START EXCERPTED PASSAGE

CALIFORNIA, U.S., May 6, 2014 (University of Southern California): In the lush, verdant hills of India, Bhagavan Kani rises from his bed. He spends a few serene moments gazing at the early morning sun as it crests the horizon, sipping water infused with a local spice leaf called tulsi. Kani eats a simple breakfast of raw vegetables and fruits. Barefoot, he sweeps the leaves from a dirt path in his garden and climbs steep stone steps to take a stroll through the hilly village. Later that day, he sits outside his coconut-leaf-thatched hut, recites tribal songs and talks to plants and animals.
It's a quiet existence that normally wouldn't garner much attention. But Murali Nair, a clinical professor at the USC School of Social Work, is fascinated for one simple reason -- the man is more than 100 years old. "People are definitely living longer," Nair said. "I'm not saying that medical advances have nothing to do with it, but there are other reasons. There must be something beyond their genes, maybe something we can document."
Through interviews and visits with dozens of centenarians around the world, Nair is exploring lifestyle factors that may influence health and promote longevity. He has identified 11 attributes shared by all his study subjects, regardless of their socioeconomic background. Nair is hopeful that his findings will bring legitimacy to practices that are often overlooked and sometimes scorned by the health care establishment, such as spiritual rituals, a positive outlook on life and various traditional healing practices.
"They have a general air of optimism and positivity and try to instill that attitude in others around them," Nair said. "They engage in physical and mental activity on a daily basis, often cleaning, walking, gardening, cooking, reading, writing and memorizing passages of poetry, stories and life events. Learning never ends for them. They always hang around with people much younger than them. Even with a child, they find something to talk about."
Many of the centenarians he has met practice careful eating habits; most are vegetarians who consume fresh vegetables and fruits, spices and herbs in small but regular quantities. Physical and mental activities and practices such as bathing in cold water and watching the sunrise in the early morning are common.

END EXCERPTED PASSAGE

* TASK INSTRUCTIONS: Revise the stretch of the article on centenarians from "Through interviews and" through "traditional healing practices.", putting "long life" in place of "longevity".

START DATASET RECORDS

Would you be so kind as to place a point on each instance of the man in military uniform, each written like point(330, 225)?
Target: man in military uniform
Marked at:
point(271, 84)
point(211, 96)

END DATASET RECORDS

* OUTPUT OF THE EXERCISE:
Through interviews and visits with dozens of centenarians around the world, Nair is exploring lifestyle factors that may influence health and promote long life. He has identified 11 attributes shared by all his study subjects, regardless of their socioeconomic background. Nair is hopeful that his findings will bring legitimacy to practices that are often overlooked and sometimes scorned by the health care establishment, such as spiritual rituals, a positive outlook on life and various traditional healing practices.